> WORK TO BE COMPLETED:
Copy all the records exactly; the complete set is the expected result.

--- RECORDED DATA Enclosed Below ---

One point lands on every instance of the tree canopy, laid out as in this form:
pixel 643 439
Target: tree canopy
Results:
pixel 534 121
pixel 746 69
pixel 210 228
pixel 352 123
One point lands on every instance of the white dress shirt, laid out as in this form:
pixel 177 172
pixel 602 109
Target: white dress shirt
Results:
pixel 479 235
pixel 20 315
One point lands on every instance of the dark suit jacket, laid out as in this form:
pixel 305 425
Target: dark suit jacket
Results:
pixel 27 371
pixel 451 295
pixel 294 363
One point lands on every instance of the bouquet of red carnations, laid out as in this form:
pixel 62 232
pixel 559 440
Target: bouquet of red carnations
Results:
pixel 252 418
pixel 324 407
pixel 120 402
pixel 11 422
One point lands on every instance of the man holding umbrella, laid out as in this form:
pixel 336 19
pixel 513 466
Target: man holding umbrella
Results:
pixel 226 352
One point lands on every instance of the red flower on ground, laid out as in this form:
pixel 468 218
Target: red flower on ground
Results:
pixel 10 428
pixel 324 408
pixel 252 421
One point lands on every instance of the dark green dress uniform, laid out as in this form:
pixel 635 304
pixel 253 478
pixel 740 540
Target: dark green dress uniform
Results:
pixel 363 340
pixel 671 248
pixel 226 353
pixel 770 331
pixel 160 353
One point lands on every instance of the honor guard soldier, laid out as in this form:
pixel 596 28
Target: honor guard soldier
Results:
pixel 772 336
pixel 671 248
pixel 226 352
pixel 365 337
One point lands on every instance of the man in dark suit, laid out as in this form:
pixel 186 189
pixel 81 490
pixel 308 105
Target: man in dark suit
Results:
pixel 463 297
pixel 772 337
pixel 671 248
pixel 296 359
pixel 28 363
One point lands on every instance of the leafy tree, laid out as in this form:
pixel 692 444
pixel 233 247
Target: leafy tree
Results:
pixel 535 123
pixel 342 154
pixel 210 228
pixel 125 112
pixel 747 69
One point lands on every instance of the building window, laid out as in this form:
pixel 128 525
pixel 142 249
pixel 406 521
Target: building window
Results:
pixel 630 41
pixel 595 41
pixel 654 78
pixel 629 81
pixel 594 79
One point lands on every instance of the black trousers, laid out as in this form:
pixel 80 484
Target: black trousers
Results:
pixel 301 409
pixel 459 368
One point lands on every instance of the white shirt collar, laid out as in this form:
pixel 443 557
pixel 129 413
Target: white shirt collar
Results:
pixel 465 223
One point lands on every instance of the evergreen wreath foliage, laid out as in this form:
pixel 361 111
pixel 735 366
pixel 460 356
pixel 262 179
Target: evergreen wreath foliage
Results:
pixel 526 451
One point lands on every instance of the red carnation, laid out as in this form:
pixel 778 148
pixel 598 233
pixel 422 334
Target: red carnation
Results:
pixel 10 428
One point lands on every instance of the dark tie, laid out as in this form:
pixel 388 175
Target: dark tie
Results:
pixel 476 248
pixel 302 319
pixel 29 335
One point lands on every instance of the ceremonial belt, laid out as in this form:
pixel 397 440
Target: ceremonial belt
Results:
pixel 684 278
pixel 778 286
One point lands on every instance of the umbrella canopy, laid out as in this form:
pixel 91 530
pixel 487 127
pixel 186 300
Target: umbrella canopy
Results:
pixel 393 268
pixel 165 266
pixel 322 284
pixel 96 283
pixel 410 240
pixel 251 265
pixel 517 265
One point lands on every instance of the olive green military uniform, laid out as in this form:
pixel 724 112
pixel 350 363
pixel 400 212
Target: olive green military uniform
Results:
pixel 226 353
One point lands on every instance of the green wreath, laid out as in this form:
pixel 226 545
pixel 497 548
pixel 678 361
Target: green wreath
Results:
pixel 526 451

--- End of Enclosed RECORDED DATA ---

> EXERCISE OUTPUT:
One point lands on every instance of the tree canopy, laid out as in this form:
pixel 643 439
Target: tree canopy
Results:
pixel 534 121
pixel 746 69
pixel 210 228
pixel 352 123
One point lands on every instance of the white dress shirt, laid out as in this form:
pixel 177 172
pixel 602 109
Target: white dress shirt
Results:
pixel 479 235
pixel 20 315
One point lands on every instance of the dark suit jacket, laid out as in this form:
pixel 305 425
Target: dark suit jacket
Results:
pixel 27 371
pixel 451 295
pixel 294 363
One point lands on every instance of the bouquet of red carnations, laid out as in this form:
pixel 62 232
pixel 559 440
Target: bouquet of red carnations
Results:
pixel 252 418
pixel 324 407
pixel 120 402
pixel 11 422
One point lands on every instance of the man holding umbrella, laid out as in this form:
pixel 336 19
pixel 513 466
Target: man holding umbrella
Results:
pixel 226 352
One point lands on every instance of the red flower on ground, laid out as in this form:
pixel 468 218
Target: red flower on ground
Results:
pixel 10 428
pixel 324 408
pixel 252 421
One point lands on every instance of the dark green dress uniform, laid out as in this form:
pixel 635 304
pixel 253 478
pixel 740 540
Target: dark green dress uniform
Results:
pixel 363 340
pixel 671 248
pixel 226 353
pixel 770 331
pixel 160 353
One point lands on every instance of the honor guard soldier, laid out as in this form:
pixel 596 28
Target: honor guard soldier
Results:
pixel 772 336
pixel 671 248
pixel 226 352
pixel 365 337
One point lands on every instance of the man in dark suit, laid out as in this form:
pixel 186 189
pixel 81 490
pixel 308 105
Target: man in dark suit
Results:
pixel 463 297
pixel 772 337
pixel 671 248
pixel 296 359
pixel 28 363
One point lands on every instance of the leafy tree, laid out as in this form:
pixel 692 444
pixel 233 247
Target: leafy tree
Results:
pixel 535 123
pixel 342 154
pixel 210 228
pixel 125 112
pixel 747 69
One point lands on every instance of the building window, laid out as in this form:
pixel 128 525
pixel 142 249
pixel 406 521
Target: building window
Results:
pixel 630 41
pixel 595 41
pixel 654 78
pixel 629 81
pixel 594 79
One point lands on every instance of the black trousers, laid out as in this form:
pixel 80 484
Target: black trousers
Results:
pixel 301 409
pixel 459 368
One point lands on every instance of the white shirt collar, laid out as in this form:
pixel 443 557
pixel 129 413
Target: white shirt collar
Results:
pixel 465 223
One point lands on every instance of the evergreen wreath foliage, laid out as in this form:
pixel 361 111
pixel 735 366
pixel 460 356
pixel 262 179
Target: evergreen wreath foliage
Results:
pixel 526 451
One point lands on every instance of the red carnation, laid out as in this form:
pixel 778 148
pixel 598 233
pixel 422 334
Target: red carnation
Results:
pixel 10 428
One point lands on every instance of the dark tie, laid out as in this form:
pixel 388 175
Target: dark tie
Results:
pixel 476 248
pixel 302 319
pixel 29 335
One point lands on every instance of the ceremonial belt, laid out as in this form:
pixel 397 440
Target: ceremonial belt
Results:
pixel 684 278
pixel 778 286
One point lands on every instance of the umbrella canopy, laid out as in this form:
pixel 91 530
pixel 487 127
pixel 186 300
Target: umbrella canopy
Results:
pixel 393 268
pixel 165 266
pixel 322 284
pixel 96 283
pixel 410 240
pixel 251 265
pixel 517 265
One point lands on every instance of the olive green military uniform, laid out as in this form:
pixel 724 112
pixel 350 363
pixel 400 212
Target: olive green military uniform
Results:
pixel 226 353
One point lands on every instance of the green wreath, laid out as in this form:
pixel 226 545
pixel 497 548
pixel 678 361
Target: green wreath
Results:
pixel 526 451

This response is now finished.